SOURCE TEXT:
NOW WHAT'S all this, then? The start of a polar, the French term for a thriller, a whodunnit? Could be, couldn't it? In fact I might carry on in a minute or two, after you've gone. But in the meantime I'll give you a few clues:

 1. Quite exceptionally, this year the same helicopters overflew two places I've had homes in, one in Kent umpteen years ago, the other here in the south of France.
 2. We - about twenty assorted alfresco lunch guests - were gathered like so many Humpty-Dumpties on the top of Indispensable William's garden wall. One push and . . .
 3. . . .we'd all have ended up in the ditch a metre and a half below, beside the main road out of the village, specially dollied up for the occasion with fresh white lines and neatly trimmed verges.
 4. Some of us were already in the ditch, not through having fallen off but the better to collect up all the freebies cast before us.
 5. The road had been closed to ordinary traffic for an hour or two, meaning that in order to reach Indispensable William's place Hector couldn't use the bridge but had to cross the river Paresse in a little dinghy he keeps in his cave (and please remember that cave is un faux ami, a false friend, because it doesn't mean 'cave' as you would expect it to, but 'cellar'. The French for dinghy, however, is dinghy, although sometimes they say youyou instead.)
 6. Enough of this persiflage. We're talking about one of the world's major sporting events. You've got it by now, of course.
 Yes, the Tour de France.

* * *

WE SAT near the top of the wall and waited. Presently a police escort of the size you might expect to accompany a middling-to-senior government minister appeared, announcing the arrival of what they call la caravane publicitaire. This is an immense convoy of wonderfully decorated sponsors' vehicles, some got up to resemble the products they represent. Pretty girls throw out free samples which the roadside peons scramble for. In a state of febrile over-excitement caused by this extraordinary largesse of trinkets and trumperies I'd collected -

A Skoda sun hat.
A Bart Simpson mask
An outsize jellybaby
A lanyard with an invitation to come to South Australia
A mini-saucisson, a sort of French cocktail sausage
A fluorescent armband marked Festina (the Latin for 'go fast', as it happens)
A sachet of fabric softener

- when Indispensible William came round his guests distributing Cornish pasties of his own superb baking.

Now Cornish pasties need mastering with both hands, and if you don't deal with them in an orderly and disciplined way the contents spill out, so it's not an eatable conducive to leaping about in a ditch collecting up little packages, stuffing them in your pocket and waving enthusiastically at the next freebie wagon. So questions had to be asked, values had to be weighed, decisions taken: pasty or freebies?

REQUIRED ACTIONS:
1. In the Tour de France piece, what does the French word "cave" actually mean?
2. Write what comes next in the Tour de France piece, picking up after its final sentence.

(Location annotation dataset excerpts)
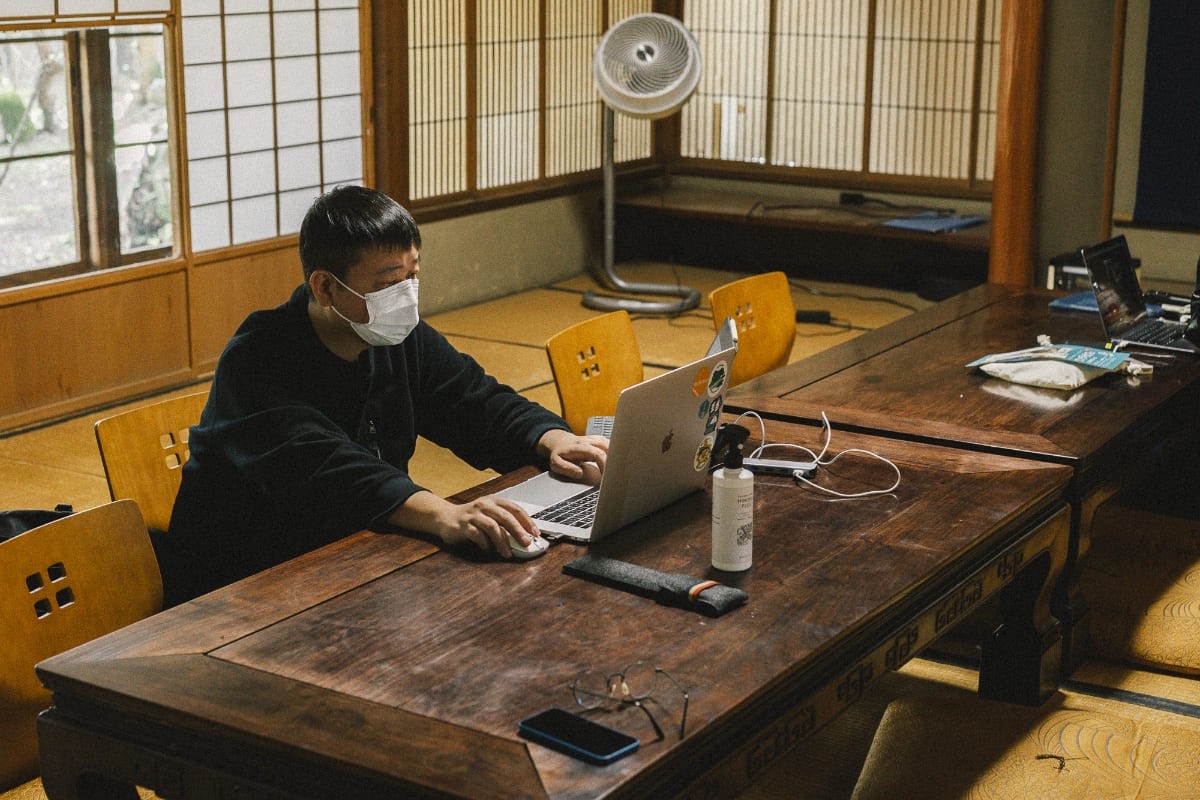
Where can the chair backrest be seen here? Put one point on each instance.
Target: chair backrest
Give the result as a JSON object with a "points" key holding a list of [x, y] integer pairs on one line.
{"points": [[61, 584], [143, 451], [592, 361], [762, 308]]}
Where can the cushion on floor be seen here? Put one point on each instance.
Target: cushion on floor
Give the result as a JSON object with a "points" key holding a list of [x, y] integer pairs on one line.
{"points": [[1062, 751], [1141, 579]]}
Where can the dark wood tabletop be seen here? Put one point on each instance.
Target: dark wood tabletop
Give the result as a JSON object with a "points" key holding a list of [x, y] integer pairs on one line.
{"points": [[382, 666], [909, 380]]}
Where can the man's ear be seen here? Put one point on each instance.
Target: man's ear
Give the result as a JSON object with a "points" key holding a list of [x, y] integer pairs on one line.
{"points": [[321, 284]]}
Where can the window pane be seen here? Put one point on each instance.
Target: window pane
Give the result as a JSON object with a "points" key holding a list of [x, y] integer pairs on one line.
{"points": [[37, 197], [37, 215], [139, 133]]}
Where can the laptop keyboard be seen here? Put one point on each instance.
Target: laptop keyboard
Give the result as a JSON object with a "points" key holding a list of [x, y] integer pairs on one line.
{"points": [[1153, 331], [577, 511], [600, 426]]}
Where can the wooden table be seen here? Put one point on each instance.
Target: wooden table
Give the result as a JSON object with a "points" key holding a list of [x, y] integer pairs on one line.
{"points": [[907, 380], [379, 667]]}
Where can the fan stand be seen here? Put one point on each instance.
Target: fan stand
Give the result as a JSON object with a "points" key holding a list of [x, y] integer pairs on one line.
{"points": [[689, 298]]}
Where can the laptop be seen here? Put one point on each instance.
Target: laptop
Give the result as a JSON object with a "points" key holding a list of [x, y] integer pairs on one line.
{"points": [[1122, 306], [663, 435], [600, 425]]}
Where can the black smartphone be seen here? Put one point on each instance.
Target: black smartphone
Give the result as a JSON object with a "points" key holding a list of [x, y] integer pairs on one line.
{"points": [[576, 735]]}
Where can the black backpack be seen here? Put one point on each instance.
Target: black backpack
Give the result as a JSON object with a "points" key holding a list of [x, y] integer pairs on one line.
{"points": [[13, 523]]}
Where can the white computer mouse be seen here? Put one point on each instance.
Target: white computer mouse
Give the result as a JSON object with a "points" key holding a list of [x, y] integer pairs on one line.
{"points": [[535, 548]]}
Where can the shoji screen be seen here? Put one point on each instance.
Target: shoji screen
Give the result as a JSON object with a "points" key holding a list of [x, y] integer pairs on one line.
{"points": [[274, 112]]}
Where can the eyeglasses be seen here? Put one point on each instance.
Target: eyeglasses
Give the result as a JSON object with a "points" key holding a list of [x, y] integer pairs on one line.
{"points": [[633, 686]]}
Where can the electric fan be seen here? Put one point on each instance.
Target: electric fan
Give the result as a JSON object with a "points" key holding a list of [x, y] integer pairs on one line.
{"points": [[646, 66]]}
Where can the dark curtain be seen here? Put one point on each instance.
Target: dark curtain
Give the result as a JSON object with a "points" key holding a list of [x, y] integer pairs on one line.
{"points": [[1169, 161]]}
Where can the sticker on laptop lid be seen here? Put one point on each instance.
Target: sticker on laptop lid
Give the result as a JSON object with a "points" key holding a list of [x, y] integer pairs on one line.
{"points": [[703, 453]]}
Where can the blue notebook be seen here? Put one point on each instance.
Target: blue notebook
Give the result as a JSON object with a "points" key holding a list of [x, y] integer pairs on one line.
{"points": [[934, 222]]}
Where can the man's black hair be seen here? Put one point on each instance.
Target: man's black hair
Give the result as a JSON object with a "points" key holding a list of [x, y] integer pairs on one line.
{"points": [[347, 222]]}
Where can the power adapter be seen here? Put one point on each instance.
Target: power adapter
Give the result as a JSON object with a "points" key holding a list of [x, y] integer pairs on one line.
{"points": [[777, 467], [817, 316]]}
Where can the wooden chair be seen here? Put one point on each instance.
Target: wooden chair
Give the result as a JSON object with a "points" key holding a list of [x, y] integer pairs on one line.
{"points": [[592, 361], [143, 451], [63, 584], [762, 308]]}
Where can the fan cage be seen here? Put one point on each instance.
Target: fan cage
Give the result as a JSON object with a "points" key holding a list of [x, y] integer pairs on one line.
{"points": [[647, 65]]}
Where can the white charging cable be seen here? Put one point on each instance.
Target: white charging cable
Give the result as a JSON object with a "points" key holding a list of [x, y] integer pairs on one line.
{"points": [[820, 457]]}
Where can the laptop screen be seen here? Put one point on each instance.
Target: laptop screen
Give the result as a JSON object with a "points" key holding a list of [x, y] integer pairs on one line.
{"points": [[1115, 283]]}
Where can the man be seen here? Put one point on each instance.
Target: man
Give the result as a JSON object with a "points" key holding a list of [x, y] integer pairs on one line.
{"points": [[316, 407]]}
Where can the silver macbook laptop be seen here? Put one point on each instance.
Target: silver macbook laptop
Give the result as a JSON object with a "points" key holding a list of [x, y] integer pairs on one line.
{"points": [[1122, 306], [661, 439], [726, 338]]}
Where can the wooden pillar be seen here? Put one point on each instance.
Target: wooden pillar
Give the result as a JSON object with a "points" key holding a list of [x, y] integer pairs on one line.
{"points": [[1014, 184]]}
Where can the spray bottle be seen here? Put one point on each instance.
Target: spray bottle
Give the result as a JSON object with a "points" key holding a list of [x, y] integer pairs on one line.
{"points": [[732, 513]]}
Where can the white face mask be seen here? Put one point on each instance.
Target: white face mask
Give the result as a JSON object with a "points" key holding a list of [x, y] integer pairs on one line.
{"points": [[391, 313]]}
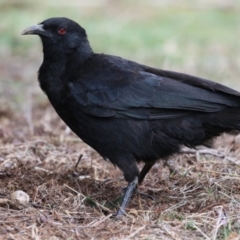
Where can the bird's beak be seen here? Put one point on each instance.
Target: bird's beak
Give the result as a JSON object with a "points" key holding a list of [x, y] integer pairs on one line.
{"points": [[36, 29]]}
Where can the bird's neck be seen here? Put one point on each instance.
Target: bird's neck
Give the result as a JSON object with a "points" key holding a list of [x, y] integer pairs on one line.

TASK-BY-TASK ANSWERS:
1. Cellar.

2.
Luckily the next members of the cavalcade solved the problem. Both the Crédit Agricole and the Crédit Lyonnais (major French banks) convoys passed, complete with full bevies of pretty girls. Did they throw out bundles of bunce?  Some hope. Not a doit, not a stiver. A Gendarmerie cohort passed, but no flutter of Get Out Of Jail Free cards. Mean hounds. Still, I got my Cornish pasty eaten undisturbed.

A long wait followed, between the passing of la caravane publicitaire and the first distant drone of the helicopters, televising the race from above but also breaking off now and again to film features of interest along the route. Another police escort, lights flashing, and two cyclists appeared, heads down, side by side, seemingly deaf to applause and shouts of encouragement from Indispensable William's pasty-fortified guests. They turned out to be a Frenchman, Vogondy, and a Spaniard (who would probably prefer to be called a Basque) called Txurruka, who eventually won the overall Tour award for the most combative competitor. This is the nearest we came to rubbing shoulders with the mighty. They must have been in close proximity for all of 4 seconds.

Another wait, the best part of 10 minutes, for the main body of cyclists to appear, a close-packed battalion about 180 strong. This is what the French call le peloton, a curious word originally meaning a hank of wool. This was undoubtedly impressive, but I fell to wondering what impact the ambience had on all these people. What can they possibly have taken in of the splendid local scenery, the roadside banners and slogans, curiosities like the Danish staff of a local restaurant gathered on the roof waving their national flags, when all they look at are the white lines painted on the road and the sinewy backsides of the competitors in front of them? Unless, of course, they were Vogondy and Txurruka.

A final police vehicle came through displaying the message fin de course, end of the race, meaning that the road would soon be reopened and we could go home. We watched the rest of the race on television (neither Vogondy nor Txurruka came anywhere), and the next day I had to drive in the direction the Tour de France had taken. I was surprised by the number of slogans that had appeared, painted, sprayed and even stencilled on the tarmac, urging teams and individual riders on. So this is what all those heads-down, bottoms-up cyclists see. I hope they appreciate the messages.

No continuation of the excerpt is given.